What you need to do:
a. Translate into Spanish this sentence from the extract on neutron studies of underground rock: "Neutrons penetrate deeply into matter, giving scientists a detailed, three-dimensional picture of rock sections, even ones that are contained within a pressure vessel to simulate conditions deep below ground."
b. Carry on the extract on neutron studies of underground rock, beginning right after its final sentence.

Extract:
====

The Spallation Neutron Source.

The world below our feet can be as important as the one we see around us. It provides many things we need, including drinking water, but it also carries contaminants that poison that water.

Much of what we know about underground contamination comes from scientists such as geochemist David Wesolowski and his group at ORNL. Using unique tools such as the neutron scattering capabilities at ORNL’s Spallation Neutron Source and High Flux Isotope Reactor, Wesolowski and his colleagues see rocks very differently from the way most of us do.

“You can think of rocks as like a sponge,” he said, “with pores ranging from very small, nanometer size, to large cracks and pores you can see with your eyes.”

When you look at how water flows through rock, it’s important to know what gets trapped and what flows through: these are concepts known as porosity and permeability. As it turns out, neutrons are great at answering those questions. Neutrons penetrate deeply into matter, giving scientists a detailed, three-dimensional picture of rock sections, even ones that are contained within a pressure vessel to simulate conditions deep below ground.

====

[Segmentation dataset records]
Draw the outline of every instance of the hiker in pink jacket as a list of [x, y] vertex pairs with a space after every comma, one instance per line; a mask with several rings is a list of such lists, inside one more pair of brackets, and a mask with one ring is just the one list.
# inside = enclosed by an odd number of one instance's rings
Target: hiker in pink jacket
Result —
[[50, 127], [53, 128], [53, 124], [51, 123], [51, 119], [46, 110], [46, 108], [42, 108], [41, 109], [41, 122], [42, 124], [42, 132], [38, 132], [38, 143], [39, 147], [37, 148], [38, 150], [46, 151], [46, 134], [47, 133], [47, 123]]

====

Results in order:
a. Los neutrones penetran profundamente en la materia, lo que proporciona a los científicos una imagen detallada y tridimensional de secciones de roca, incluso de aquellas contenidas dentro de un recipiente a presión para simular las condiciones de las profundidades del subsuelo.

b.
One especially revealing technique involves deuterium, also known as heavy water. The hydrogen atoms in deuterium have a proton and a neutron in their nuclei, unlike those in common water, which have a proton but no neutron. While the two forms of water behave the same, they are easily distinguished in a neutron-scattering experiment.

If you flood a rock with regular water, let it drain and then flood it with deuterium, neutron scattering shows you which pores are connected and which are not.

“The neutrons give you a picture of the pore structure,” Wesolowski said. “If those pores are filled with water, and that water can be replaced by heavy water, then you get a different scattering.”